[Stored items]
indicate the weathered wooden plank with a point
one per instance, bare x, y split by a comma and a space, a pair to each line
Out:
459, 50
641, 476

* * *

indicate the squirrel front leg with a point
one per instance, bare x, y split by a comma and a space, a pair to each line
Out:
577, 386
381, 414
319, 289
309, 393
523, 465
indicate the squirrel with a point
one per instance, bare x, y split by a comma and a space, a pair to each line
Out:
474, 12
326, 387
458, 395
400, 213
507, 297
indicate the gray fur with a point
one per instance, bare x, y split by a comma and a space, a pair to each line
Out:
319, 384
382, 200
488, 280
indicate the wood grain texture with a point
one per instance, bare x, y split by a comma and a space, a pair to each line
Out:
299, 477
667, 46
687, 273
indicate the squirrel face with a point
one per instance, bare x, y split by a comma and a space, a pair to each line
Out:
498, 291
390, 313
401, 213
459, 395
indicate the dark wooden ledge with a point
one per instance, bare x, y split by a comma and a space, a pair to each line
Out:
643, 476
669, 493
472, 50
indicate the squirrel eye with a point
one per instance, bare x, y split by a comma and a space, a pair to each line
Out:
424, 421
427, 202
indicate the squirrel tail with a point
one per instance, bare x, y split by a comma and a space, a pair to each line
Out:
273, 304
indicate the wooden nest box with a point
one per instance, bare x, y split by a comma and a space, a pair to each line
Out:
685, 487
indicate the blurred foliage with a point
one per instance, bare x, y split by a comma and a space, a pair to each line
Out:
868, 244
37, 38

**WHAT TO WORK ON:** Go through the entries and report every line with the string "wooden".

**EXERCISE OUTPUT:**
indicate the weathered wooden plank with a point
indicate the dark wooden ledge with a point
indicate the wooden nest box with a point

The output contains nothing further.